## ASSIGNMENT:
Please restate the data word for word, leaving out no line.

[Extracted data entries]
============================================================

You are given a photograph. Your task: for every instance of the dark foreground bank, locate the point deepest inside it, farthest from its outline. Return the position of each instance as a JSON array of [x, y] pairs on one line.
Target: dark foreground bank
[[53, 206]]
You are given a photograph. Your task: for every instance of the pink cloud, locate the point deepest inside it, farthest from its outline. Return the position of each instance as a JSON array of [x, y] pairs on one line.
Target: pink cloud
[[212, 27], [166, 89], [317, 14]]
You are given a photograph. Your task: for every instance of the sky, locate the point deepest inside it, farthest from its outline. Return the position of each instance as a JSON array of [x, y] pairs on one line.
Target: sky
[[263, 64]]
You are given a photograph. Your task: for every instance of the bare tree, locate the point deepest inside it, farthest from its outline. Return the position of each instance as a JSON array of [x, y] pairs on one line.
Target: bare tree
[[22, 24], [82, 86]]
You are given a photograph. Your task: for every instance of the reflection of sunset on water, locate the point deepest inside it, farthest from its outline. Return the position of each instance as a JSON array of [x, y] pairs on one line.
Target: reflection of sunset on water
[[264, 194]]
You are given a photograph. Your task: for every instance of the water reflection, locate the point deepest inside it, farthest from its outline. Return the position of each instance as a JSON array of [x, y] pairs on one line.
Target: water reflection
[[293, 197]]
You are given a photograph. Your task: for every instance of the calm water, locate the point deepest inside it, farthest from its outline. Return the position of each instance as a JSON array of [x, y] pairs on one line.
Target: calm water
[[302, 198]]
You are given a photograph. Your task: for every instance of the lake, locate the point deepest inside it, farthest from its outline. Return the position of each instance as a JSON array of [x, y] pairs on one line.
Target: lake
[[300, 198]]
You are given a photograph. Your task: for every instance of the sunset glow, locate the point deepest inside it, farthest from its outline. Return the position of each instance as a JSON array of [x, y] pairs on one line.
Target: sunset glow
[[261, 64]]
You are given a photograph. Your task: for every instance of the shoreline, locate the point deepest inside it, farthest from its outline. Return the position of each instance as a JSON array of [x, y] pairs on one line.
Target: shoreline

============================================================

## SOLUTION TO THE PROBLEM:
You are given a photograph. Your task: for every instance of the dark foreground bank, locate the point deepest inside it, farthest from its outline. Return the position of each instance as a JSON array of [x, y] pairs on one line.
Target: dark foreground bank
[[53, 206]]
You are given a photograph. Your task: for every instance of the pink cloud, locate the point deepest inside it, farthest from its outline. Return the position of each instance as a JSON array of [x, y] pairs on one line.
Target: pink cloud
[[212, 27], [166, 89], [317, 14]]
You are given a photograph. Your task: for every instance of the sky, locate the point deepest inside it, farthest from its outline. Return the position of each instance as a JSON array of [x, y] pairs on one line.
Target: sky
[[263, 64]]
You are given a photograph. Your task: for every instance of the bare tree, locate the point deepest inside it, farthest from its outline. Return the position of each instance as a JSON array of [x, y] pairs on one line.
Target: bare tree
[[22, 24], [82, 86]]
You are given a photograph. Your task: for every instance of the reflection of sunset on water, locate the point deepest inside it, farthest from its outline. Return the position of each instance as a JSON array of [x, y] pairs on one line.
Target: reflection of sunset on water
[[264, 194]]
You are given a photograph. Your task: for every instance of the water reflection, locate the point deepest inside it, farthest from its outline. Return the position of each instance as a JSON array of [x, y] pairs on one line.
Target: water reflection
[[293, 197]]
You are given a photograph. Your task: for every instance of the calm water, locate the point deepest inside it, farthest from its outline. Return the position of each instance as a JSON array of [x, y] pairs on one line.
Target: calm water
[[302, 198]]
You are given a photograph. Your task: for every instance of the lake, locate the point deepest inside it, farthest from its outline. Return the position of each instance as a JSON array of [x, y] pairs on one line.
Target: lake
[[300, 198]]
You are given a photograph. Your task: for every instance of the sunset glow, locate the point deepest inside it, farthest from its outline. Return the position of each instance as a JSON array of [x, y] pairs on one line.
Target: sunset glow
[[261, 64]]
You are given a photograph. Your task: for every instance of the shoreline, locate the point deepest inside it, farthest from its outline. Return the position of each instance as a JSON array of [x, y] pairs on one line.
Target: shoreline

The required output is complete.